STATED TASK :: Repeat word for word the part of the Senate hearing transcript from "Undersecretary Mills. It" to "Undersecretary Mills. Yes.".

SOURCE EXTRACT ::
** begin **

Senator COUZENS. Will the chairman permit me to ask a question of Mr. Mills, the undersecretary? I shall have to leave shortly to attend a meeting of the Interstate Commerce Committee.

The CHAIRMAN. Certainly. Senator COUZENS. As I understand it, the sinking fund, or the adjusted-compensation fund that is set up, is invested in 4 per cent Government notes, is that correct?

Undersecretary Mills. That is correct.

Senator COUZENS. That is mandatory under the law, is it not? It is mandatory to invest it at 4 per cent?

Undersecretary Mills. It has to earn 4 per cent. We could not buy any Government bonds in the open market to yield that, so we created a special type of security and sold it to the veterans fund.

Senator COUZENS. During the period between 1925 and 1945, all the money that is in that fund has to be invested so as to earn 4 per cent?

Undersecretary Mills. Yes.

Senator COUZENS. So that at the end of 1945 you will have to market approximately $3,500,000,000 of securities to get the cash to pay the veterans?

Undersecretary Mills. That is correct. Senator Coužans. What is the difference between marketing $3,500,000,000 now, and in 1945?

Undersecretary Mills. There is this fundamental difference. We will have very substantially reduced our public debt by 1945. We will have known, some years in advance, that we have to meet this maturity, and we will be prepared for it. If I knew that we had to finance $3,500,000,000 of Government expenditures three years from now, I would get ready for it; but this comes on us to-day, without any preparation whatsoever. In fact, our plans are all set for an entirely different procedure in the handling of the Government debt.

Senator Couzens. It means that you would just have to change your plans. In other words, there seems to be an impression to-day among many people that this $3,500,000,000 would be in the Treasury Department in cash in 1945.

Undersecretary Mills. No; of course it would not, Senator. It would be there in securities, but I want to point out to you that we would have retired an equivalent amount that is now in the hands of the public. In other words, that $112,000,000 becomes available each year to retire securities now in the hands of the public.

Senator COUZENS. I understand that fully, but the impression among many Senators is that this $3,500,000,000 that ordinarily would have to be paid in 1945 would be there in cash. They do not seem to understand that at that time $3,500,000,000 of Government securities will have to be marketed, in 1945.

Senator WALSH of Massachusetts. Not only Senators, but the public have that impression.

** end **

Saved entries
** begin **

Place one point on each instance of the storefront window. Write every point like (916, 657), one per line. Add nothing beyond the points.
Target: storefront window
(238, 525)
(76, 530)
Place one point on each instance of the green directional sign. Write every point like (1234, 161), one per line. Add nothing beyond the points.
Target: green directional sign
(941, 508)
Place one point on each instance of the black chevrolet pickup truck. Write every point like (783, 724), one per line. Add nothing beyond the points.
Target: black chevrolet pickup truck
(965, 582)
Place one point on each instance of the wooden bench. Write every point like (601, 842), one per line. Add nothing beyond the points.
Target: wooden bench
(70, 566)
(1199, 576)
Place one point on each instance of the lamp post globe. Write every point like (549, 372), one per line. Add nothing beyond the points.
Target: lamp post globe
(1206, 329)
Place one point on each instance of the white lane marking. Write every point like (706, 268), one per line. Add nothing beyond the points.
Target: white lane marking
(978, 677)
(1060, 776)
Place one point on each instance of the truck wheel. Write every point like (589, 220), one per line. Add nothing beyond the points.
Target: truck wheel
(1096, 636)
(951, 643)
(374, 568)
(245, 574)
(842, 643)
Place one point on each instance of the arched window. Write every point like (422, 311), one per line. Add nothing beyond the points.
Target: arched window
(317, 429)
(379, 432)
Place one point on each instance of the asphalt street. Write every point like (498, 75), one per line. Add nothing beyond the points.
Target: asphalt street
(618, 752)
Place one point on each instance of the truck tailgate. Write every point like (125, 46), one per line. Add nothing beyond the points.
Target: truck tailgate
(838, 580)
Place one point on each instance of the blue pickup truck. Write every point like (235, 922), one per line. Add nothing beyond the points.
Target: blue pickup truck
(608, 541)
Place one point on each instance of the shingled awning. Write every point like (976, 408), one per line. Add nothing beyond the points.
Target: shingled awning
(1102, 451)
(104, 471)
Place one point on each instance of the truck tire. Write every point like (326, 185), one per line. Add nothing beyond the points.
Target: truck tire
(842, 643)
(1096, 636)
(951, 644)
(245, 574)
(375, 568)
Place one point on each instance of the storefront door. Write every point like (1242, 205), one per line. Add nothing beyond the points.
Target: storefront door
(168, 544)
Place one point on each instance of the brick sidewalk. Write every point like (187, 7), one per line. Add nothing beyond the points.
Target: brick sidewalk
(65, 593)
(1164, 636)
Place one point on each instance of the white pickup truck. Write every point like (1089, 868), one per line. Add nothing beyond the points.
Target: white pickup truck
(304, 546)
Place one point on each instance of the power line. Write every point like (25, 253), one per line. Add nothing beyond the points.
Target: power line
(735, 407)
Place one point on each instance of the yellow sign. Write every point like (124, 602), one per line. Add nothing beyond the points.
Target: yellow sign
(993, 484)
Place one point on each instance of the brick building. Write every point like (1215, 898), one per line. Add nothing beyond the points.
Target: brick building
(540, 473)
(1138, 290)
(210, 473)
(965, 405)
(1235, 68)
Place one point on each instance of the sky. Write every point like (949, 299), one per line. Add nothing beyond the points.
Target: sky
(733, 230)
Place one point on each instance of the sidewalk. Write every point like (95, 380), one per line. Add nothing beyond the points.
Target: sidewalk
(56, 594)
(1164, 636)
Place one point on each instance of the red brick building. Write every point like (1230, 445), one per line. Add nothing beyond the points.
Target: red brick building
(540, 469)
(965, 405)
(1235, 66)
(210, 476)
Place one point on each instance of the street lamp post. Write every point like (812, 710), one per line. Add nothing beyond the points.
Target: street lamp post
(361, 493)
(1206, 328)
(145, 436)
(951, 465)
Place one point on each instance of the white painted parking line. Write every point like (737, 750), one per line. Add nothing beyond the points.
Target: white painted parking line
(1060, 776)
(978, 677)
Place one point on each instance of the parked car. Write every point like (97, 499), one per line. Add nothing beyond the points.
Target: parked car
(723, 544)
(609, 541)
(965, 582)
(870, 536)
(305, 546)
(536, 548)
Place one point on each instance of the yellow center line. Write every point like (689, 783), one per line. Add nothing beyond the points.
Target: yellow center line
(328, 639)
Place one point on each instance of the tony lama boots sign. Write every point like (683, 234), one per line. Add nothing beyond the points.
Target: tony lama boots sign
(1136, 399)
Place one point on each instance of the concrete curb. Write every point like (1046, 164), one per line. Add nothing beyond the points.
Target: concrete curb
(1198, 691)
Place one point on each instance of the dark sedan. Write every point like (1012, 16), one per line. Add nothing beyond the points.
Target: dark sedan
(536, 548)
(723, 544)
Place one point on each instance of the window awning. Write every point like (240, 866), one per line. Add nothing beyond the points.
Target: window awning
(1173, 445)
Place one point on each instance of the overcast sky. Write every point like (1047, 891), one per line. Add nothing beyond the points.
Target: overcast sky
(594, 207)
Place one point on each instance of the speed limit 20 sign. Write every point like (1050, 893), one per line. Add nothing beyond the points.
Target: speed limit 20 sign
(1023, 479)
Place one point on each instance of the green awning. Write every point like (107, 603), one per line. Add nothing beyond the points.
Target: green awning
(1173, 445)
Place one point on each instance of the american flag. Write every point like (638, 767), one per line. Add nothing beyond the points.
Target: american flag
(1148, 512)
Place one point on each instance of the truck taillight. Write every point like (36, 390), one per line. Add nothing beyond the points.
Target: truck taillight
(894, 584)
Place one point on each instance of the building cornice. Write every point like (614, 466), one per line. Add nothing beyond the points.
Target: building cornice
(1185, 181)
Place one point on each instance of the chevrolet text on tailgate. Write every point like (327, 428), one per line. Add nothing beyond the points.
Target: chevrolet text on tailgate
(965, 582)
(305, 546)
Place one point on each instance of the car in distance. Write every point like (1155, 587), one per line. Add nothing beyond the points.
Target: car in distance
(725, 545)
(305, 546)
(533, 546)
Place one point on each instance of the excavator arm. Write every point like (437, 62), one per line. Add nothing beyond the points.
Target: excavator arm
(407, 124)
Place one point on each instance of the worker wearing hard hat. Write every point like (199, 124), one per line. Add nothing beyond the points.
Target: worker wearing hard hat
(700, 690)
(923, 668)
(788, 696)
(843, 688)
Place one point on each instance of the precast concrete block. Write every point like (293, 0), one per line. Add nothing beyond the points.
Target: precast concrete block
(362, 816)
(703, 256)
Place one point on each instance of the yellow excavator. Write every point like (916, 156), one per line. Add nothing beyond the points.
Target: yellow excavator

** end **

ANSWER TO THIS EXERCISE ::
Undersecretary Mills. It has to earn 4 per cent. We could not buy any Government bonds in the open market to yield that, so we created a special type of security and sold it to the veterans fund.

Senator COUZENS. During the period between 1925 and 1945, all the money that is in that fund has to be invested so as to earn 4 per cent?

Undersecretary Mills. Yes.